_What the exercise asks:_
Pull out every line in the data below that contains the string "trace", treating uppercase and lowercase as different.

Outline annotation records:
________________

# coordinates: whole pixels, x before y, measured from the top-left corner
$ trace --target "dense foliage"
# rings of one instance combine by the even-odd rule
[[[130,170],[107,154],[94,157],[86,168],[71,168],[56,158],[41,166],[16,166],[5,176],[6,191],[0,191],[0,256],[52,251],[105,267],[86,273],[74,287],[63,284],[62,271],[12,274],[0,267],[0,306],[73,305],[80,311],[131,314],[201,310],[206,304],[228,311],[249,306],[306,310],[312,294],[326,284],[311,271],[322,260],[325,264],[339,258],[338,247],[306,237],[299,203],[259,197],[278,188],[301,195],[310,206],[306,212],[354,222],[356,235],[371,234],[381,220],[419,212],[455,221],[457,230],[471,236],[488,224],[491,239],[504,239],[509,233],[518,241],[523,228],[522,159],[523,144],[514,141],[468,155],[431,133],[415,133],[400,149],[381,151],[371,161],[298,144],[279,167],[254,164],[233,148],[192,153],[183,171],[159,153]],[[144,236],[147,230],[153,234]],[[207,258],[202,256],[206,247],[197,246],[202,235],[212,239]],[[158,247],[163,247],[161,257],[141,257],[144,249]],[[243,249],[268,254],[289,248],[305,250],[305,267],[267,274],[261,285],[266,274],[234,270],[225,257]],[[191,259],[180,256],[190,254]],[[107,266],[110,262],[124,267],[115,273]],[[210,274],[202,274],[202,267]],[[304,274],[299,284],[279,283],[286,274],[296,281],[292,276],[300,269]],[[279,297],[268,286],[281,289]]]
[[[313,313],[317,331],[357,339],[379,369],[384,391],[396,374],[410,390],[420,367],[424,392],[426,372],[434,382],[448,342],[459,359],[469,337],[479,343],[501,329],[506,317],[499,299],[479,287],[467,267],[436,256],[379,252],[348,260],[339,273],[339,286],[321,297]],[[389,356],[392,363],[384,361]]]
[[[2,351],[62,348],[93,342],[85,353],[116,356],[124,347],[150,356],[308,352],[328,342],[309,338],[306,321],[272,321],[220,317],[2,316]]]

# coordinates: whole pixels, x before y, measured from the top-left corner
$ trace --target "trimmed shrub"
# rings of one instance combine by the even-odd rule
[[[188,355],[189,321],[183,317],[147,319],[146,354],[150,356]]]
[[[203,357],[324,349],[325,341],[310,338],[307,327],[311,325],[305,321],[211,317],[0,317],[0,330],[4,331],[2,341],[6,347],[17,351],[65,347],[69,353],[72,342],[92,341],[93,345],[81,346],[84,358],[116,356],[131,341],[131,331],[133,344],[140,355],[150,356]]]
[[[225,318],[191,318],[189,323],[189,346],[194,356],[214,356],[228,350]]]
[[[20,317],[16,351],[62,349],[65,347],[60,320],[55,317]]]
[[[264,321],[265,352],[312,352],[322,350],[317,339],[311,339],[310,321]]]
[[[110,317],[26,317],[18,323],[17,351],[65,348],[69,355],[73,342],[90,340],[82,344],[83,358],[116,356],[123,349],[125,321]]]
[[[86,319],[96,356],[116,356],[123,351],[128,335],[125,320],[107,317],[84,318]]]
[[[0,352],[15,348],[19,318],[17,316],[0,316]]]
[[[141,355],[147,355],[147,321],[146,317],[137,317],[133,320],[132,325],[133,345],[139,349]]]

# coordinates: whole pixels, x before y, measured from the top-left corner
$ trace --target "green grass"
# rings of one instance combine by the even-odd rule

________________

_Solution for this task:_
$ trace --target "dense foliage"
$ trace --target "trimmed shrub"
$ trace --target "green grass"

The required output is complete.